## START DATASET RECORDS

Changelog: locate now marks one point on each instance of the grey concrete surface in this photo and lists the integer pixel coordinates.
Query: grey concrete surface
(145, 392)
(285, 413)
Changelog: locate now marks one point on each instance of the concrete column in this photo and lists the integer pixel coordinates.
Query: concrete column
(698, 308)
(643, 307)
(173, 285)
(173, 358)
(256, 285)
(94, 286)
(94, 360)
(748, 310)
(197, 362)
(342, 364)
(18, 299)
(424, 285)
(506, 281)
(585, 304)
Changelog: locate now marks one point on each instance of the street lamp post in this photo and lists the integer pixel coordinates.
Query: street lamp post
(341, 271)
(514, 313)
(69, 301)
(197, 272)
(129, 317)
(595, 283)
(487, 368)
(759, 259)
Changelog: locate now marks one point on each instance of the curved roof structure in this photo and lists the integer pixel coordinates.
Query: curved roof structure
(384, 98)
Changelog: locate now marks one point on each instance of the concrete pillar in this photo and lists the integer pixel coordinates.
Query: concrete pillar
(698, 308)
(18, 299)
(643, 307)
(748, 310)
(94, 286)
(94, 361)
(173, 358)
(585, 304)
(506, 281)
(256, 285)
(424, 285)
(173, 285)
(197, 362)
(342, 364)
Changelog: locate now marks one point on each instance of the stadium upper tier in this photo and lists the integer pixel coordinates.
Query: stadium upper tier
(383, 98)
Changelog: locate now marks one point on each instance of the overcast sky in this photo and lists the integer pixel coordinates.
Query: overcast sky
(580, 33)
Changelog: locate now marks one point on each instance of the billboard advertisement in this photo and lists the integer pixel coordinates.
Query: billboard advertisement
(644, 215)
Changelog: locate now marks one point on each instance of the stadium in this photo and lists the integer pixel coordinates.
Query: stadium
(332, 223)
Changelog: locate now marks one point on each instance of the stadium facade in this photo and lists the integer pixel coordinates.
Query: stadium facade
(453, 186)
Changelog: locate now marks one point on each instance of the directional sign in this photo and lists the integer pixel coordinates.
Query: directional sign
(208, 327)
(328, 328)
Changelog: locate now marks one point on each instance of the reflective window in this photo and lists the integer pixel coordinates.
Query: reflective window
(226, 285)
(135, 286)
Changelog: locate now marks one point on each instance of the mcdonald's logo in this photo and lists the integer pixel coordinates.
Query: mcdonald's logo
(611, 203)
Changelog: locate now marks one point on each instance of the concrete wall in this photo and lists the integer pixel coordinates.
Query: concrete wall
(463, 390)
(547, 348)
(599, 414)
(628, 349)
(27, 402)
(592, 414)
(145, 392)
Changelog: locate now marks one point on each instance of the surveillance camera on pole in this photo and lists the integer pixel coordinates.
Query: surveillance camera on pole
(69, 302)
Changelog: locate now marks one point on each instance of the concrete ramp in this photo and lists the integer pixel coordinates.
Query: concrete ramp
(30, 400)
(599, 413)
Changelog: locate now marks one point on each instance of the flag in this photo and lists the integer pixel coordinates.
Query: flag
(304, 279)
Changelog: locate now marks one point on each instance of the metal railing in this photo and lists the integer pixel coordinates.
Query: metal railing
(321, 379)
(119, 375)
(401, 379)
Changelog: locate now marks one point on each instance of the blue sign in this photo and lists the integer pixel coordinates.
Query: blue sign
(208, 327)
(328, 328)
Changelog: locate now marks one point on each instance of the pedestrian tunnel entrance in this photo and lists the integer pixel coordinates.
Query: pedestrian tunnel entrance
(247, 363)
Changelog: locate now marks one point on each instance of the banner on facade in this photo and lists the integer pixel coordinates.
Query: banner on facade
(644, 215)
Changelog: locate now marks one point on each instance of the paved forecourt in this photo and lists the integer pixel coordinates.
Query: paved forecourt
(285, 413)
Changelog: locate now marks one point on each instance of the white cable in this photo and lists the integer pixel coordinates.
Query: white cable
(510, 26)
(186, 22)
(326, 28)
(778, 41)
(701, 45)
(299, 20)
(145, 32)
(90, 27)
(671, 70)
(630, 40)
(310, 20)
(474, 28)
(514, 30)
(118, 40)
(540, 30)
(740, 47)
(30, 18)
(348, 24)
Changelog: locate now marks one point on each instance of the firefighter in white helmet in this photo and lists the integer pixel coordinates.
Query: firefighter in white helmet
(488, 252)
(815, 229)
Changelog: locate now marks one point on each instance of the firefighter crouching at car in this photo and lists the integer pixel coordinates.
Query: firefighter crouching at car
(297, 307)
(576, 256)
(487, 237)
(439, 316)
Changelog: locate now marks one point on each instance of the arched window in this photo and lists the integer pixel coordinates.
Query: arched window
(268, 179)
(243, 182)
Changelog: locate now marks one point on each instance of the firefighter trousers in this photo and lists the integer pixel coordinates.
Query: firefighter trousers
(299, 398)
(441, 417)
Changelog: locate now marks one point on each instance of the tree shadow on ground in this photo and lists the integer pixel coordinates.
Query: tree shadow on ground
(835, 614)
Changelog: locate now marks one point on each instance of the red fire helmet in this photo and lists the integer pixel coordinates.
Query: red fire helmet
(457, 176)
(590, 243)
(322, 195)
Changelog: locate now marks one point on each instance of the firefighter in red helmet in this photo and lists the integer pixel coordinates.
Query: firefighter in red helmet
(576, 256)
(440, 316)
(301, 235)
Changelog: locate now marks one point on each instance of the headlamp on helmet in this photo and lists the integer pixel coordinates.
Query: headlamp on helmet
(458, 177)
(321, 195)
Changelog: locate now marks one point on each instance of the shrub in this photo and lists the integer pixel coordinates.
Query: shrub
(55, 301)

## END DATASET RECORDS

Reproduce the entire listing above verbatim, from its first line through its last, with no change to any line.

Changelog: locate now marks one point on each instance of the grey concrete surface in this photo and lists the integer pixel coordinates.
Query: grey concrete surface
(145, 392)
(285, 413)
Changelog: locate now marks one point on each instance of the concrete column in this photo and lists the integer pixel coordinates.
Query: concrete column
(698, 308)
(643, 307)
(173, 285)
(173, 358)
(256, 285)
(94, 286)
(94, 360)
(748, 310)
(197, 362)
(342, 364)
(18, 299)
(424, 285)
(506, 281)
(585, 304)
Changelog: locate now marks one point on each instance of the street lamp post in this photo and lists the integer pixel coordinates.
Query: street lamp post
(341, 271)
(514, 313)
(69, 301)
(197, 272)
(129, 317)
(595, 283)
(487, 368)
(759, 259)
Changelog: locate now marks one point on each instance of the curved roof structure in this photo and lists the integer pixel coordinates.
Query: curved roof structure
(384, 98)
Changelog: locate now marks one point on each instance of the concrete pillar in this photo and lists the integer pixel coordinates.
Query: concrete pillar
(698, 308)
(18, 299)
(643, 307)
(748, 310)
(94, 286)
(94, 361)
(173, 358)
(585, 304)
(506, 281)
(256, 285)
(424, 285)
(173, 285)
(197, 362)
(342, 364)
Changelog: locate now marks one point on each instance of the stadium upper tier in this photo and lists the integer pixel coordinates.
Query: stadium upper tier
(383, 98)
Changelog: locate now marks one point on each instance of the overcast sky in this photo and lists the integer pixel coordinates.
Query: overcast sky
(580, 33)
Changelog: locate now marks one point on each instance of the billboard advertisement in this photo and lists the integer pixel coordinates.
Query: billboard advertisement
(644, 215)
Changelog: locate now marks one point on each instance of the stadium in this photo and lists the integer pixel coordinates.
Query: stadium
(332, 223)
Changelog: locate now marks one point on each instance of the stadium facade in this photo and lists the integer pixel coordinates.
Query: stadium facade
(453, 186)
Changelog: locate now marks one point on each instance of the directional sign in this photo and lists the integer pixel coordinates.
Query: directional sign
(208, 327)
(328, 328)
Changelog: locate now marks one point on each instance of the reflective window in this photo and lists the integer pixel coordinates.
Query: reflective window
(226, 285)
(135, 286)
Changelog: locate now marks one point on each instance of the mcdonald's logo in this photo and lists the integer pixel coordinates.
Query: mcdonald's logo
(611, 203)
Changelog: locate now marks one point on each instance of the concrete wall in this photo and lists the integer pixel coordinates.
Query: concrete wall
(463, 390)
(547, 348)
(599, 414)
(628, 349)
(27, 402)
(592, 414)
(145, 392)
Changelog: locate now marks one point on each instance of the surveillance camera on pole in this photo and lists the integer pixel coordinates.
Query: surveillance camera on pole
(69, 302)
Changelog: locate now marks one point on each instance of the concrete ramp in this photo and lists the integer pixel coordinates.
Query: concrete ramp
(30, 400)
(599, 413)
Changelog: locate now marks one point on each instance of the flag in this photo and lists the integer pixel coordinates.
Query: flag
(304, 279)
Changelog: locate now marks one point on each instance of the metal railing in this photo and lists the integer pixel coordinates.
Query: metal railing
(321, 379)
(119, 375)
(401, 379)
Changelog: locate now marks one point on each instance of the blue sign in this photo and lists the integer pixel coordinates.
Query: blue sign
(208, 327)
(328, 328)
Changelog: locate now marks one point on each instance of the pedestrian tunnel entrance in this photo and lists the integer pixel coordinates.
Query: pedestrian tunnel entrance
(247, 363)
Changelog: locate now marks one point on each instance of the banner on facade in this photo and lists the integer pixel coordinates.
Query: banner on facade
(644, 215)
Changelog: locate now marks one point on each instance of the paved forecourt in this photo and lists the integer pixel coordinates.
Query: paved forecourt
(285, 413)
Changelog: locate now marks one point on each instance of the white cable in this photo and lists the integer pixel coordinates.
Query: white cable
(510, 26)
(186, 22)
(326, 28)
(778, 41)
(701, 45)
(299, 20)
(145, 32)
(90, 27)
(671, 70)
(630, 40)
(310, 20)
(474, 28)
(514, 30)
(118, 40)
(540, 30)
(740, 47)
(30, 18)
(348, 24)
Changelog: locate now marks one point on each instance of the firefighter in white helmet in this photo and lists the integer pixel coordinates.
Query: firefighter in white helmet
(488, 252)
(815, 229)
Changelog: locate now marks one point on each instance of the firefighter crouching at car in this photo and lists the integer pixel coordinates.
Query: firefighter crouching at car
(297, 307)
(576, 256)
(487, 237)
(439, 316)
Changelog: locate now marks one point on each instance of the arched window in this photo and lists the integer pixel coordinates.
Query: arched window
(268, 179)
(243, 182)
Changelog: locate now marks one point on each instance of the firefighter trousers in this photo and lists the integer pixel coordinates.
Query: firefighter trousers
(299, 398)
(441, 417)
Changelog: locate now marks one point on each instance of the tree shadow on ground in this photo and lists the integer pixel coordinates.
Query: tree shadow on ground
(835, 614)
Changelog: locate now marks one point on each instance of the red fire helmet in this photo and lists the integer pixel coordinates.
Query: red fire helmet
(457, 176)
(590, 243)
(322, 195)
Changelog: locate now marks one point on each instance of the firefighter in red helmet in this photo and lists the integer pixel coordinates.
Query: firefighter in red helmet
(576, 256)
(440, 316)
(301, 235)
Changelog: locate now marks one point on each instance of the headlamp on helmet in this photo and lists the integer pixel coordinates.
Query: headlamp on helmet
(458, 177)
(321, 195)
Changelog: locate now marks one point on each instance of the shrub in this photo and lists the integer pixel coordinates.
Query: shrub
(55, 301)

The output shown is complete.